#### YOUR GOAL
Continue the passage below about the Spreeacker gardens, starting after its last sentence.

___ READING PASSAGE ___

Spreeacker was called into life in 2011 by the Spreefeld Cooperative, as a collection of gardening, education and cultural initiatives. The goal was inviting the neighborhood and the larger community to discover, explore and activate the open spaces next to the River Spree, surrounding the construction site that would become the Spreefeld Neighborhood. The Spreeacker non-profit association emerged out of this, and has gone on to develop and manage a number of community gardens at this location. This garden work is meant to be enjoyed as well as to be educational, for all involved and the wider public. ; The first plots with native fruit trees have long since been planted. A model project for edible landscapes – a Food Forest – has been initiated in public space: in cooperation with the Spreefeld Cooperative and the District of Berlin-Mitte. The Food Forest brings together practices of permaculture and edible landscaping with nature’s way of developing forests. More than 80 different plants in this garden are edible and/or productive: everything from the leaves of small herbs or fruits and nuts produced by trees and bushes. This Urban Food Forest is growing with the support of the surrounding community. Spreeacker aspires to a wide range of external collaborations and partnerships with experts, students, neighbors, activists and interested persons.

___ DATA EXTRACT ___

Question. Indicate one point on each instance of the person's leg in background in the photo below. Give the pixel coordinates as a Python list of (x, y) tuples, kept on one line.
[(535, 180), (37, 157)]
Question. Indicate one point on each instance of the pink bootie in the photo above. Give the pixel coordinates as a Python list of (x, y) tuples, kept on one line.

___
___ DATA EXTRACT ___

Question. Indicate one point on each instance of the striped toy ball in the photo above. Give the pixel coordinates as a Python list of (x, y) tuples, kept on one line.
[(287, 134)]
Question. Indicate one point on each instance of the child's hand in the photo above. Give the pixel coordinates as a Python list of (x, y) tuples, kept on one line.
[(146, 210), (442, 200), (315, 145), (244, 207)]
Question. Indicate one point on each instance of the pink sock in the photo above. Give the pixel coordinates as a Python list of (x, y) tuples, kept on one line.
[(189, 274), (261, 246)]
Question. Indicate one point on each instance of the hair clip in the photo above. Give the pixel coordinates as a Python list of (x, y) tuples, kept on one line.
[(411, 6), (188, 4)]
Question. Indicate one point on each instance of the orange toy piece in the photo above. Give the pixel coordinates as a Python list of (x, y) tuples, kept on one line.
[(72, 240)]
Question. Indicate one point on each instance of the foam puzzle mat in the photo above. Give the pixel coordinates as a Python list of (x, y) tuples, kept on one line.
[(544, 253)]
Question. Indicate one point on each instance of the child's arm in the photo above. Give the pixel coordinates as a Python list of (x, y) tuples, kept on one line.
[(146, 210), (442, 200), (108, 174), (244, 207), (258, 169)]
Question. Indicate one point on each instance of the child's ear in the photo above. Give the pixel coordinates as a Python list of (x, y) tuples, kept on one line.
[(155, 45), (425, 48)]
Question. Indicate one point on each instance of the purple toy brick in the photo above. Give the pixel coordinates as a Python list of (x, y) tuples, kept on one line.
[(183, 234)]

___

#### RESULT OF THIS EXERCISE
Spreeacker is committed to developing and demonstrating the practice of edible and productive landscapes in urban, public spaces. Spreeacker understands itself as part of a larger movement actively working to stay ahead of the emerging food and climate crises.

The practice of developing and demonstrating edible and productive landscapes in urban, public spaces, in cooperation with private and public partners, neighbors, experts, students and activists. ; Educational work regarding tours, visits, workshops and discussions with a wide range of groups. Currently working on a new project, KollektivesLernen, with Marco Clausen. ; https://www.kollektiveslernen.net/; Contacts with permaculture experts, community garden activists and other food experts.

Some of their achievements are the development and start of the Food Forest, Waldgarten, in the Wilhelmine Gemberg Weg; managing community gardens with refugees and immigrants and bringing food growing into the public spaces of our neighborhood, including raised beds into the street space.

A crucial turning point for them was signing the use-agreement with the local government to be able to develop the Food Forest on land owned by the government. In the future we expect to be producing a good amount of food, especially fruits and berries and nuts.; for now, our main service is educational.